## Instruction
Set out all the lines below as a numbered list, leaving out the blank ones.

## Given records
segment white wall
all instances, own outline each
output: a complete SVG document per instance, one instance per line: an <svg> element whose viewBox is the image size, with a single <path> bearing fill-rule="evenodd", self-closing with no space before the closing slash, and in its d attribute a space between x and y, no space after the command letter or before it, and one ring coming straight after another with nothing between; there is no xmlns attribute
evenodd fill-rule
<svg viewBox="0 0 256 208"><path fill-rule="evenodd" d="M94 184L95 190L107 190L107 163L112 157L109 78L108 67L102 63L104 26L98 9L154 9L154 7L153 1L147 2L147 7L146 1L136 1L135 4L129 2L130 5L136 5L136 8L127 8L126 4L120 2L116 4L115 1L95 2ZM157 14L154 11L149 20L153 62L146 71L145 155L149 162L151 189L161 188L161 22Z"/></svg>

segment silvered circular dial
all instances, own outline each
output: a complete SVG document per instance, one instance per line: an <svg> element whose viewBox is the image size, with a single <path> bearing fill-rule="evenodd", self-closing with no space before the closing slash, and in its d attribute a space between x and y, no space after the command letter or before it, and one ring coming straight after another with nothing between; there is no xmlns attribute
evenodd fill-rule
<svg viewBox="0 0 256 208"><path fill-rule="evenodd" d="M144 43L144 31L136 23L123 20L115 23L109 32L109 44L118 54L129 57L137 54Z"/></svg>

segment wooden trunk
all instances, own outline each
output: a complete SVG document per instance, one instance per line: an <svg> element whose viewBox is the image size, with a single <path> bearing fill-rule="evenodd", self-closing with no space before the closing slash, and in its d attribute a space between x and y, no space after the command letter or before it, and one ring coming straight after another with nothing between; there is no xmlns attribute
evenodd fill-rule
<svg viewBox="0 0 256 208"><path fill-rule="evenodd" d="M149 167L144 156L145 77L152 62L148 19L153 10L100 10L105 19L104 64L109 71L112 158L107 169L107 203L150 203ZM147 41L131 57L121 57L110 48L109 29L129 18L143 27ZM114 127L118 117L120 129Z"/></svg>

## Worked answer
1. segment white wall
2. all instances, own outline each
3. output: a complete SVG document per instance, one instance per line: an <svg> element whose viewBox is the image size, with a single <path> bearing fill-rule="evenodd", self-closing with no space before the closing slash, and in its d attribute a space between x and y, no space after the command letter or before it, and one ring coming straight after another with nothing between; there is no xmlns attribute
4. evenodd fill-rule
5. <svg viewBox="0 0 256 208"><path fill-rule="evenodd" d="M94 184L95 190L107 190L107 163L112 157L109 78L108 67L102 63L104 26L98 9L154 9L154 7L153 1L147 2L147 7L146 1L136 1L135 4L129 2L130 5L136 5L136 8L127 8L126 4L120 2L116 4L115 1L95 2ZM157 14L154 11L149 20L153 62L146 71L145 155L149 162L151 189L161 188L161 22Z"/></svg>
6. segment silvered circular dial
7. all instances, own outline each
8. output: a complete SVG document per instance, one instance per line: an <svg> element whose viewBox is the image size, with a single <path> bearing fill-rule="evenodd", self-closing with no space before the closing slash, and in its d attribute a space between x and y, no space after the command letter or before it, and one ring coming straight after another with nothing between; there is no xmlns attribute
9. evenodd fill-rule
10. <svg viewBox="0 0 256 208"><path fill-rule="evenodd" d="M144 43L144 31L136 23L123 20L115 23L109 32L109 44L118 54L129 57L137 54Z"/></svg>
11. segment wooden trunk
12. all instances, own outline each
13. output: a complete SVG document per instance, one instance per line: an <svg> element whose viewBox is the image size, with a single <path> bearing fill-rule="evenodd", self-closing with no space before the closing slash, and in its d attribute a space between x and y, no space after the command letter or before it, and one ring coming straight after another with nothing between; there is no xmlns attribute
14. evenodd fill-rule
15. <svg viewBox="0 0 256 208"><path fill-rule="evenodd" d="M149 167L144 156L145 77L152 62L148 19L153 10L100 10L105 19L104 64L109 71L112 158L107 169L107 203L150 203ZM147 41L131 57L121 57L110 48L109 29L129 18L143 27ZM114 127L118 117L120 129Z"/></svg>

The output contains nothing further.